Object pointing dataset entries

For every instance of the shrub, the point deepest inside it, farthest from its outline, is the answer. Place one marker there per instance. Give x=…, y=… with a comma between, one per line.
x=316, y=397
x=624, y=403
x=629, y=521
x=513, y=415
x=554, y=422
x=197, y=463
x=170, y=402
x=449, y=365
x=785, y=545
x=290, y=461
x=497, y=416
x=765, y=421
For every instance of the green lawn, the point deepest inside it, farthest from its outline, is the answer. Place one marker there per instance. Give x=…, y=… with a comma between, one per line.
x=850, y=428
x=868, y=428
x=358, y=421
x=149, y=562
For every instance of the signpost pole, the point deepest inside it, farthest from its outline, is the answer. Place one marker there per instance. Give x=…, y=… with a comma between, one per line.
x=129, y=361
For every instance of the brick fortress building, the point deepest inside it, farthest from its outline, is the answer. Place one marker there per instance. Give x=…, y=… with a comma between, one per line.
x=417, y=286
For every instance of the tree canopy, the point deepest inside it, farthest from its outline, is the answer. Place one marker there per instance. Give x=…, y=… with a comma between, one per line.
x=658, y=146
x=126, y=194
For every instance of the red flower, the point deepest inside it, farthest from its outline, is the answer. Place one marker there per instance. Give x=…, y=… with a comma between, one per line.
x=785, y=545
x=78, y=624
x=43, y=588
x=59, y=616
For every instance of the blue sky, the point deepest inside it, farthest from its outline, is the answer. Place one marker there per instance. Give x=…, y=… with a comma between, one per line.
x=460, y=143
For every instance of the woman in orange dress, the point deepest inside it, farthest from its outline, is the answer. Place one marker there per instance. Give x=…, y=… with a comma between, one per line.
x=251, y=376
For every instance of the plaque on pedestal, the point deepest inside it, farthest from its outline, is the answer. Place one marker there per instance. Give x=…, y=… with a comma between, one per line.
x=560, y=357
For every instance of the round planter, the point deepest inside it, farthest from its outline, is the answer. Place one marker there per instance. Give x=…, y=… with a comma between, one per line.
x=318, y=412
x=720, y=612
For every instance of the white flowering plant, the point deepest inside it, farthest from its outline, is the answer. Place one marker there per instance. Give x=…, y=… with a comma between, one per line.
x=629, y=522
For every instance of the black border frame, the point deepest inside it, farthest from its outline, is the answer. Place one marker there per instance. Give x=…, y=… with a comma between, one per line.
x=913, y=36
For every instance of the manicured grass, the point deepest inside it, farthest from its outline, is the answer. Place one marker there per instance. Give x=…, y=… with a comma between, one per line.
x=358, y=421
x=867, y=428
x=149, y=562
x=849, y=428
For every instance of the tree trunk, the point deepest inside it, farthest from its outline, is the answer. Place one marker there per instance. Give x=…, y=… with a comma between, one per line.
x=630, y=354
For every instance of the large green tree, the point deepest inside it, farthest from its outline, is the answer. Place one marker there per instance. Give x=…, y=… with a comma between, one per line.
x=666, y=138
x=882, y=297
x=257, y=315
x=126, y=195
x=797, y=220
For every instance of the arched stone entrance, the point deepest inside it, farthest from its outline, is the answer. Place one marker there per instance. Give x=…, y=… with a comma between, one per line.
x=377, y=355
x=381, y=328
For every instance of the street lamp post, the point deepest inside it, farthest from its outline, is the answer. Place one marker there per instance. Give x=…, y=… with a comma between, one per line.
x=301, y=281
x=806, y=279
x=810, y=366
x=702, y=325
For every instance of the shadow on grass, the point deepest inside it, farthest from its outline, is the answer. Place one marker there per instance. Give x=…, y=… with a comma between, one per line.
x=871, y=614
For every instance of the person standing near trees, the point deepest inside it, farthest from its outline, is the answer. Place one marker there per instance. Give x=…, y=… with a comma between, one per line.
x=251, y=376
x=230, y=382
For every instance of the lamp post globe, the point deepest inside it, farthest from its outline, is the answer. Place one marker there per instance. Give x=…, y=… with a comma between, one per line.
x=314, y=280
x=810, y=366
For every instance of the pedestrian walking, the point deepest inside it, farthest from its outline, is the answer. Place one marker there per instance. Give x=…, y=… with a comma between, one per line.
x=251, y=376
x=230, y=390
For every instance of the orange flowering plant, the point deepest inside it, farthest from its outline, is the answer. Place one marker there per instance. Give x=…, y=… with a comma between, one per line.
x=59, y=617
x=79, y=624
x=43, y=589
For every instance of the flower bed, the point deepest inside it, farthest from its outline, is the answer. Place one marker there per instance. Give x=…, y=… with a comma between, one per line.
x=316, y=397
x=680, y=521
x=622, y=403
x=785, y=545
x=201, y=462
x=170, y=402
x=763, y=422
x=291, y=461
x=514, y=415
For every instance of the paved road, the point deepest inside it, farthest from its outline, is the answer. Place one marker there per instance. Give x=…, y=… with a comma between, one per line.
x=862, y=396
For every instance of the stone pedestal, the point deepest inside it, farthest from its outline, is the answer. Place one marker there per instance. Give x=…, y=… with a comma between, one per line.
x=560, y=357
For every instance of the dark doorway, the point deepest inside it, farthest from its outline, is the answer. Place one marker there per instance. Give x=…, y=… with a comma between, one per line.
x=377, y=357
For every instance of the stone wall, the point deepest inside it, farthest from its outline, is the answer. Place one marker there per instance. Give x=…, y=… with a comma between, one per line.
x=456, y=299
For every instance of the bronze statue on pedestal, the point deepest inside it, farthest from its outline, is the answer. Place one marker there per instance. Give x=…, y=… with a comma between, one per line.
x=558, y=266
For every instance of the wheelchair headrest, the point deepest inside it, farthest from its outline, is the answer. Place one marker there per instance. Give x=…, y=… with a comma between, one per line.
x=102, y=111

* **What the task asks**
Please reproduce all of the entries above, line for line, without changing anything.

* **Result for this task**
For every instance of the shrub, the point deepest inside it, farthest from its outline, is the answer. Place one marker there per instance. Give x=…, y=… with a comma between, one per line.
x=316, y=397
x=624, y=403
x=629, y=521
x=513, y=415
x=554, y=422
x=197, y=463
x=170, y=402
x=449, y=365
x=785, y=545
x=290, y=461
x=497, y=416
x=765, y=421
For every instance of the green lawn, the point deepest inside it, farthest from its outline, is the answer. Place one marker there per instance. Give x=…, y=… with a comma between, one per line.
x=850, y=428
x=868, y=428
x=358, y=421
x=149, y=562
For every instance of the signpost pole, the point deepest inside it, farthest from its outline, is the answer. Place one marker there per instance. Give x=…, y=… with a comma between, one per line.
x=129, y=361
For every instance of the brick fortress building, the point deepest inside it, farthest from its outline, is the answer. Place one marker there per instance. Give x=…, y=… with a comma between, one per line.
x=417, y=286
For every instance of the tree canopy, the point deepest inside it, farthest from its outline, is the answer. Place one marker there per instance. Give x=…, y=… with a comma between, one per line.
x=658, y=146
x=126, y=194
For every instance of the red flower, the point deepest inside it, farthest from its outline, is the answer. Place one marker there per instance. Give x=…, y=… with a comma between, one per line.
x=785, y=545
x=78, y=624
x=43, y=588
x=59, y=616
For every instance of the blue sky, the point deepest inside it, farthest from its outline, is the answer. Place one marker there per instance. Give x=…, y=… with a comma between, one per line.
x=460, y=143
For every instance of the woman in orange dress, the point deepest inside it, farthest from its outline, is the answer. Place one marker there per instance. Give x=…, y=… with a comma between, one per line.
x=251, y=376
For every instance of the plaque on pedestal, the point deepest inside it, farthest from its outline, is the answer. Place one marker there per instance. Give x=…, y=… with a comma between, one per line.
x=560, y=357
For every instance of the round planter, the point deepest inside it, farthest from its outline, is the answer. Place one marker there per instance. Give x=…, y=… with a comma between, one per line.
x=318, y=412
x=720, y=612
For every instance of the white flowering plant, the point deepest inside it, farthest from its outline, is the answer. Place one marker there per instance. Give x=…, y=… with a comma between, one per line.
x=629, y=522
For every instance of the black border frame, the point deepest inside it, farthest from its outline, is the answer. Place one marker there per instance. Give x=…, y=… with a comma between, one per line.
x=913, y=36
For every instance of the manicured grass, the point deepest inside it, farthest from its outline, is the answer. Place one marker there per instance. Give x=…, y=… with a comma between, one per line.
x=358, y=421
x=867, y=428
x=149, y=562
x=849, y=428
For every instance of the tree trunk, the point deepest inside it, farthest from its outline, is the answer. Place one marker there per instance. Give x=…, y=… with a comma between, one per line.
x=630, y=354
For every instance of the large green tree, the point deepest inside it, farthest from its outline, is the answer. Place one marker there per instance. Give x=…, y=… with a comma between, one per line.
x=666, y=138
x=882, y=297
x=257, y=315
x=126, y=195
x=797, y=220
For every instance of the arched stone entrance, the point deepest inside it, farthest from its outline, is the answer. Place one marker there per instance. Give x=…, y=… with a comma between, one per line.
x=377, y=355
x=381, y=328
For every instance of the street lamp post, the point deepest inside it, farthest from its outline, is the answer. Place one marker there per instance. Give x=…, y=… with a comma between, one per line.
x=301, y=281
x=806, y=279
x=810, y=366
x=702, y=325
For every instance of the shadow on grass, the point deepest inside it, farthest from its outline, is the answer. Place one marker there per instance. Give x=…, y=… with a comma between, one per line.
x=871, y=614
For every instance of the person standing near trees, the point deepest inside it, farthest from its outline, is the answer. Place one marker there per instance. Give x=…, y=… with a comma between, one per line.
x=251, y=376
x=230, y=382
For every instance of the lamp post globe, the point deepest inside it, farthest from its outline, is the answer. Place one marker there per instance. Give x=…, y=… with a comma between, one per line.
x=314, y=280
x=810, y=366
For every instance of the pedestrian walking, the point deepest inside it, farthest from its outline, is the answer. Place one marker there per instance. Give x=…, y=… with a comma between, one per line.
x=251, y=376
x=230, y=390
For every instance of the orange flowering plant, the point deepest inside it, farthest from its outline, is the answer. Place one marker there per instance. Give x=…, y=… with a comma between, one per line.
x=59, y=617
x=79, y=624
x=43, y=589
For every instance of the flower bed, the point deepest inside it, farthest from its outline, is the answer. Place one marker there per instance. Give x=…, y=… with a comma between, one per line.
x=316, y=397
x=680, y=521
x=622, y=403
x=785, y=545
x=201, y=462
x=170, y=402
x=763, y=422
x=291, y=461
x=514, y=415
For every instance of the paved road, the point deepest inside it, farthest from its outline, is the answer. Place one marker there per instance. Give x=…, y=… with a comma between, one per line.
x=862, y=396
For every instance of the stone pedestal, the point deepest inside it, farthest from its outline, is the answer. Place one marker there per instance. Give x=…, y=… with a comma between, one per line.
x=560, y=357
For every instance of the dark doorway, the point deepest inside it, farthest from its outline, is the answer. Place one marker there per instance. Give x=…, y=… with a comma between, one per line.
x=377, y=357
For every instance of the stone wall, the point deepest inside it, farthest from its outline, is the answer. Place one marker there per instance. Give x=…, y=… with a comma between, one per line.
x=456, y=299
For every instance of the bronze statue on pedestal, the point deepest inside it, farthest from its outline, is the answer. Place one marker there per instance. Give x=…, y=… with a comma between, one per line.
x=558, y=266
For every instance of the wheelchair headrest, the point deepest inside it, farthest from its outline, is the answer. Place one marker there per instance. Give x=…, y=… with a comma between, one per line.
x=102, y=111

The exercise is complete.